Giden canlarla yıkılan binalarla üzüldük, kurtarılanlarla sevindi. İçimizdeki karanlığı, günümüze güneş gibi doğan Elif ve Ayda bebeklerin kurtarılışı aydınlattı.

Bu depremin kahramanları arama kurtarma ekipleridir. İtfaiyecilerimizdir. Sırtında ağır çantalarıyla kurtarılanlara sağlık yardımı yapmak için bekleyen sağlıkçılarımızdır.

 

Ben sağlıklı konut yapmayı ibadet gibi gördüm, sağlıklı konutlar yaptıkları için yataklarında rahat uyuyan kooperatifçilerden sadece biriyim. Genel Başkanlığını yaptığım Manisa Birlik yapısı içinde bir araya gelenler olarak, kendi oturacağımız konutları ürettik. Depreme dayanaklı konutlar yaptık. Örnek bir yerleşim yeri olan Güzelyurt Mahallesi’nin başından sonuna yapımının içinde olduk.

Balık hafızalıyız demeye dilim varmıyor ama çabuk unutan bir toplumuz. Depremi deprem olunca anımsıyoruz. Yaşanılan felaketleri çabuk unutuyoruz.

 

Ülkemizde yaşadığımız, Kocaeli- Gölcük, Düzce ve takip eden Afyon, Pülümür, Bingöl depremlerinin ardından depremin ekonomik ve sosyal sonuçları konusuna tartışmaya alınacak önlemleri tartışmaya başlamıştık. Depremler sonrasında rahmetli, Prof. Dr. Ahmet Mete Işıkara’yı tanımıştık. Anlattıklarıyla yakından ilgilenmiş ve bilgilenmiştik. Sayın Işıkara bir toplumun en tanınan kişisi durumuna gelmişti. Şimdi kaç kişi hatırlar bilemiyorum.

 

Hepimiz şunu kabul etmek zorundayız. Türkiye bir deprem ülkesidir ve Türkiye’de her an deprem olabilir; Şu anda da olabilir. Dolayısıyla biz bu olguyla yaşamak zorunda olduğumuzu bileceğiz ve bu olguyla yaşamayı öğreneceğiz. Onun için de öncelikle deprem bilincini mümkün olduğu kadar yaymaya çalışacağız. Depremden korunmanın en önemli yolu olan depreme dayanıklı yapılar yapma düşüncesine sahip çıkacağız. Depreme duyarlı ve bilinçli bir toplum olma yolunda hızla ilerleyeceğiz.

 

Ben soran sorgulayan katılan bir yurttaş olarak, geçtiğimiz aylarda, Manisa Afad İl Müdür Sayın Güray Karakaya’yı makamında ziyaret ettim. Dinlediklerimden sonra Afad gönüllüsü olmaya ve arkadaşlarımın da AFAD gönüllüleri içine katılmalarına yardım etmeye karar verdim.  Hem bu güzel kentte yaşayan bir kişi ve hem de yönetiminde bulunduğum kurumların başkanı olarak, ne yapabilirim diye düşündüm. Konuyu arkadaşlarımla paylaştım. Gördüm ilgi aldığım destek beni çok sevindirdi. Hemen kolları sıvadık ve çalışmalara başladık.

§ §

**Alıştırma görevi A**: Deprem üzerine metin, deprem olgusuyla yaşamayı öğrenmemiz gerektiğini hangi gerekçeye dayandırıyor, bir ile üç cümle arasında açıklayın.

Etiketli nokta kayıtları:
§ §

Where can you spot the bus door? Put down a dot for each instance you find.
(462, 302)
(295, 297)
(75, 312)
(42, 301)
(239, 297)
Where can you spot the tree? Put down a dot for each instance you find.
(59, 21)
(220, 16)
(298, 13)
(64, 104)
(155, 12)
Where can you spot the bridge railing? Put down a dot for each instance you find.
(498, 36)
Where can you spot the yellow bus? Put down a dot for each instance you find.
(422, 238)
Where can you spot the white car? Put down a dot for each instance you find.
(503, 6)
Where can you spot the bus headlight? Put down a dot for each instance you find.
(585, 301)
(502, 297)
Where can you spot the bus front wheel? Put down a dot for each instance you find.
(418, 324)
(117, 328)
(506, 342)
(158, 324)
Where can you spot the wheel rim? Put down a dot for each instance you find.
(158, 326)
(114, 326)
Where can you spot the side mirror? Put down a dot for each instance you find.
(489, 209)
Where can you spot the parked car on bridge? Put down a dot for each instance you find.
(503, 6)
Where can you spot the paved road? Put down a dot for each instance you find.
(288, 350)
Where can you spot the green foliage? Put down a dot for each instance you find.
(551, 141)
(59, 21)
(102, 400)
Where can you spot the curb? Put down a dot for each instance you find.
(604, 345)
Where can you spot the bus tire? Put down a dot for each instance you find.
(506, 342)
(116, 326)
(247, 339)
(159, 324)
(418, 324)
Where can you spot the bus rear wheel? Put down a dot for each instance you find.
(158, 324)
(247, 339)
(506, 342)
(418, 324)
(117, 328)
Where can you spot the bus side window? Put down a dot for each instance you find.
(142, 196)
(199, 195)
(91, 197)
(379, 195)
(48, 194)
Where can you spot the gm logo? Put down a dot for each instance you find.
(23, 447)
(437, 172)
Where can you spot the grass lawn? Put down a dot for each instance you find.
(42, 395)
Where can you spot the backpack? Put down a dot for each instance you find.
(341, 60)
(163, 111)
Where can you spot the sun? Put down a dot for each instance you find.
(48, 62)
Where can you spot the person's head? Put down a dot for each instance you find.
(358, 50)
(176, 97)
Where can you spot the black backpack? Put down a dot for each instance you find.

§ §

**Alıştırma görevi B**: Kayıtlarda "Where can you spot the gm" ifadesini içeren satırdan başlayıp kayıtların sonuna kadar uzanan satırları, iki uçtaki satırlar da dahil olmak üzere aynen yineleyin.

**Yanıt A**: Metne göre Türkiye bir deprem ülkesidir ve her an, şu anda bile deprem olabilir. Bu yüzden bu olguyla yaşamak zorunda olduğumuzu bilmeli ve onunla yaşamayı öğrenmeliyiz.

**Yanıt B**:
Where can you spot the gm logo? Put down a dot for each instance you find.
(23, 447)
(437, 172)
Where can you spot the grass lawn? Put down a dot for each instance you find.
(42, 395)
Where can you spot the backpack? Put down a dot for each instance you find.
(341, 60)
(163, 111)
Where can you spot the sun? Put down a dot for each instance you find.
(48, 62)
Where can you spot the person's head? Put down a dot for each instance you find.
(358, 50)
(176, 97)
Where can you spot the black backpack? Put down a dot for each instance you find.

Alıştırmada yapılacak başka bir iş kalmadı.